_Exercise details_
Write out every line of the entries below, shifting each answer coordinate by adding 136 to both of its numbers. Leave the pictures out.

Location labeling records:

■ ■ ■ ■ ■

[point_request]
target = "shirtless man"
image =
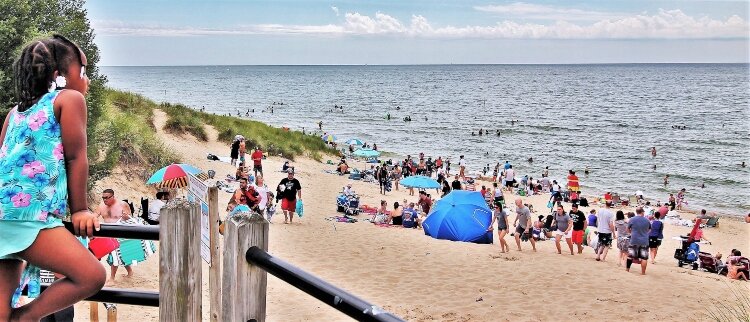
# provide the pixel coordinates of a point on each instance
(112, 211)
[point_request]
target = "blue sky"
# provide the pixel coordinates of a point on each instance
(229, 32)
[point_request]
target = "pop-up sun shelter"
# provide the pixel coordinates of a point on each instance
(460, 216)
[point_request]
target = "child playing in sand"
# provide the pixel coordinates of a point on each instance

■ ■ ■ ■ ■

_The response_
[point_request]
target = "shirtless man"
image =
# provide the pixel coordinates of a point on each instance
(248, 347)
[point_request]
target = "blue sky"
# provide the pixel coordinates of a point on each instance
(365, 168)
[point_request]
target = "pop-up sun shelter"
# provide the pixel coordinates of a point on each instance
(596, 352)
[point_request]
target = "child playing in sand"
# provide the pixel coordinates of a point on each instance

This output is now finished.